EXTRACT —
○ ○ ○
NEWFOUNDLAND`SSTART-UP of production from Hibernia field on the Grand Banks frontier made 1997 a pivotal year for the province.
The field, discovered in 1979 and under development planning for about 5 years, kicked off an expected 19 year productive life on Nov. 17, 1997 (Fig. 1, Table 1).
Final governmental approvals were expected in late 1997 for development of large Terra Nova oil and gas field nearby.
Intense exploration and development interest in Newfoundland sprang not only from the Hibernia production start in the Jeanne d`Arc (also known as Avalon) basin but also from realization that several years of wildcatting had all but established commercial production in western Newfoundland in the area of the Port au Port peninsula. A large portion of western Newfoundland`s land and coastal waters was under license at yearend, and exploratory drilling was to continue there in 1998.
Grand Banks production was likely to rise to 10% or more of Canada`s light crude and condensate output in 1998 and might reach as much as 30% by 2005.
Newfoundland was attempting to generate interest in exploitation of gas from Hibernia and other fields and large undrilled resources believed to lie on the Grand Banks.
Hibernia starts production
Mobil in late 1997 boosted its estimate of Hibernia`s reserves to 750 million bbl from its earlier estimate of 615 million bbl, citing application of new technology.
The field is in 80 m of water 315 km east-southeast of St. John`s. Mobil expected production to reach 135,000 b/d by early 1999. The production system, designed for 150,000 b/d, could be expanded to 180,000 b/d with additional investment.
The field`s oil reservoirs, Cretaceous Hibernia sand at 3,700 m and Cretaceous Avalon sand at 2,400 m, hold a combined 3 billion bbl of oil in place.
The 32° gravity, low sulfur oil is expected to contribute about 10% of Canada`s crude and condensate production. It is to be shipped by tanker to refineries in the Canadian Maritime Provinces and Northeast U.S.
Oil in place is estimated at nearly 2 billion bbl in Avalon and more than 1 billion bbl in Hibernia. Only about 5% of Avalon oil is deemed recoverable economically due to uncertainties regarding reservoir thickness.
Mobil said the increase in its estimate of Hibernia reserves resulted from a review of companywide experience worldwide with extended reach and horizontal drilling, water and gas injection, and seismic profiles of both reservoirs. The review suggested that of Mobil`s 135 million bbl increase, more than 50% will come from Avalon, which is farther from the production facilities, and the rest from Hibernia.
○ ○ ○
DATASET —
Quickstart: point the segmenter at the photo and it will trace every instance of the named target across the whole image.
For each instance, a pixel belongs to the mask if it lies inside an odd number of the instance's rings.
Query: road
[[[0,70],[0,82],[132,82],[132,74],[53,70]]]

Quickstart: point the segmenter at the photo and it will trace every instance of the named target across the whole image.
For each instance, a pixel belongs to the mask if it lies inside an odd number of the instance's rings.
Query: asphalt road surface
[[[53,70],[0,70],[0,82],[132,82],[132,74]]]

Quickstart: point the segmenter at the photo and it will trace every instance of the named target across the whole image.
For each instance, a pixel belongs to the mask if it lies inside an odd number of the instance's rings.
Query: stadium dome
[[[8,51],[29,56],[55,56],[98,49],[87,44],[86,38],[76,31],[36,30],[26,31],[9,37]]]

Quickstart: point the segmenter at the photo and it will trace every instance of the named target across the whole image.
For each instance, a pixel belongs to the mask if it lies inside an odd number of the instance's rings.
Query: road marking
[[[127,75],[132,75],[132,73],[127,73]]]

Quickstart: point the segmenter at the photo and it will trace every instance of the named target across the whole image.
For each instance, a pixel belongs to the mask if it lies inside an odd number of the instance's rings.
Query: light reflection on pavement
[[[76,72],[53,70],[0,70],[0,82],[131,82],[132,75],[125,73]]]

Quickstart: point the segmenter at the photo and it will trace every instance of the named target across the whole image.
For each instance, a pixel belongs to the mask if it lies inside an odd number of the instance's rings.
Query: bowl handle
○ ○ ○
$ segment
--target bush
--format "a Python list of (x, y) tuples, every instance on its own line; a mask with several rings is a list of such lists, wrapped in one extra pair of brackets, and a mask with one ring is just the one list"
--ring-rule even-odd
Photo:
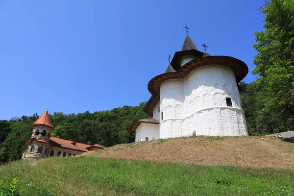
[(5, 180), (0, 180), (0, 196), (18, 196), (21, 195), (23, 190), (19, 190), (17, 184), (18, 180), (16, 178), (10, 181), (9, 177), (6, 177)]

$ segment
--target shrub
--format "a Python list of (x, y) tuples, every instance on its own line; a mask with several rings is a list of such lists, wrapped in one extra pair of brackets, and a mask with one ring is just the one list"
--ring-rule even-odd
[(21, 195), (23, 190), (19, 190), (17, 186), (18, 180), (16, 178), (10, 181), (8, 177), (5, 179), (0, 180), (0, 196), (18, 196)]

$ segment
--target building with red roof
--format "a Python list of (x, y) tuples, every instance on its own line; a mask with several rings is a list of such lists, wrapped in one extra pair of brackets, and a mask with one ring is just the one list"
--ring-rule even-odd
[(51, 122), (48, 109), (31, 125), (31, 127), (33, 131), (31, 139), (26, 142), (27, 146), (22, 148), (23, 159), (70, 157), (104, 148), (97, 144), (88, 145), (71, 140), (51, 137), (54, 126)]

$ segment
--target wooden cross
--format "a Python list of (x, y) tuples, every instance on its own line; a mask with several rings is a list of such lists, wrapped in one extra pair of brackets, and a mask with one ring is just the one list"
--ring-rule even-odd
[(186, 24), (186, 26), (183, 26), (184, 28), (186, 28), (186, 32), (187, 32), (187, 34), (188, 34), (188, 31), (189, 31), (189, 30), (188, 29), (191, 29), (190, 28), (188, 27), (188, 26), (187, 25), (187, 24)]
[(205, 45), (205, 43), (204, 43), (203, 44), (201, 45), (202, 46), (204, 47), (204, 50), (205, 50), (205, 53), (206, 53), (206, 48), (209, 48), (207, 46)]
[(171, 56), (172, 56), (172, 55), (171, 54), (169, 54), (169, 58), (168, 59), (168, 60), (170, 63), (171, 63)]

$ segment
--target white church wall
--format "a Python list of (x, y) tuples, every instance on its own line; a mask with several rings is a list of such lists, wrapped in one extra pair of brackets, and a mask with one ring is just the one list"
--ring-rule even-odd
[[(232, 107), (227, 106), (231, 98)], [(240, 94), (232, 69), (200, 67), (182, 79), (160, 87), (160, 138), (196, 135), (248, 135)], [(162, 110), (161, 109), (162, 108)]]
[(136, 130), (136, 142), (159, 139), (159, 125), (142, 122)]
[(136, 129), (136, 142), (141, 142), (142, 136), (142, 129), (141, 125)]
○ ○ ○
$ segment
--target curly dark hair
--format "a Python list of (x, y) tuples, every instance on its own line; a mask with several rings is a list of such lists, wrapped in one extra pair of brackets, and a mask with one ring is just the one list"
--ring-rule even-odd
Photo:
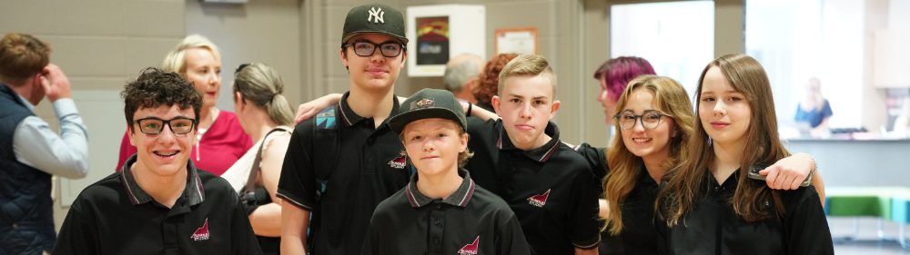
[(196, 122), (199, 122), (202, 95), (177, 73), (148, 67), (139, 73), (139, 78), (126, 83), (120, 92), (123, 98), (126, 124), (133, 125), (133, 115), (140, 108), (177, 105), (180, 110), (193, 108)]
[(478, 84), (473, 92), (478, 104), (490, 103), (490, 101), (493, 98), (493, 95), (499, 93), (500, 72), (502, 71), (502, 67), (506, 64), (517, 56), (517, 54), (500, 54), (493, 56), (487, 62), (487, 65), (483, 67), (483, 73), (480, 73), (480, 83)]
○ ○ ○
EXERCISES —
#1 For each statement, answer yes or no depending on whether it agrees with the Hibernia article, and quote the deciding words: (a) Hibernia was discovered in 1979. (b) The Hibernia production system was designed for 180,000 b/d. (c) The Avalon sand lies deeper than the Hibernia sand.
#2 List every calendar year named in the Hibernia article in chronological order, giving each year once.
#3 Print everything in the Hibernia article from "Oil in place is" down to "rest from Hibernia.".
The material above has no connection to the Hibernia article.

RESPONSES TO THE EXERCISE —
#1
(a) Yes: "The field, discovered in 1979"
(b) No: "designed for 150,000 b/d, could be expanded to 180,000 b/d with additional investment"
(c) No: "Cretaceous Hibernia sand at 3,700 m and Cretaceous Avalon sand at 2,400 m"

#2 1979, 1997, 1998, 1999, 2005

#3
Oil in place is estimated at nearly 2 billion bbl in Avalon and more than 1 billion bbl in Hibernia. Only about 5% of Avalon oil is deemed recoverable economically due to uncertainties regarding reservoir thickness.
Mobil said the increase in its estimate of Hibernia reserves resulted from a review of companywide experience worldwide with extended reach and horizontal drilling, water and gas injection, and seismic profiles of both reservoirs. The review suggested that of Mobil`s 135 million bbl increase, more than 50% will come from Avalon, which is farther from the production facilities, and the rest from Hibernia.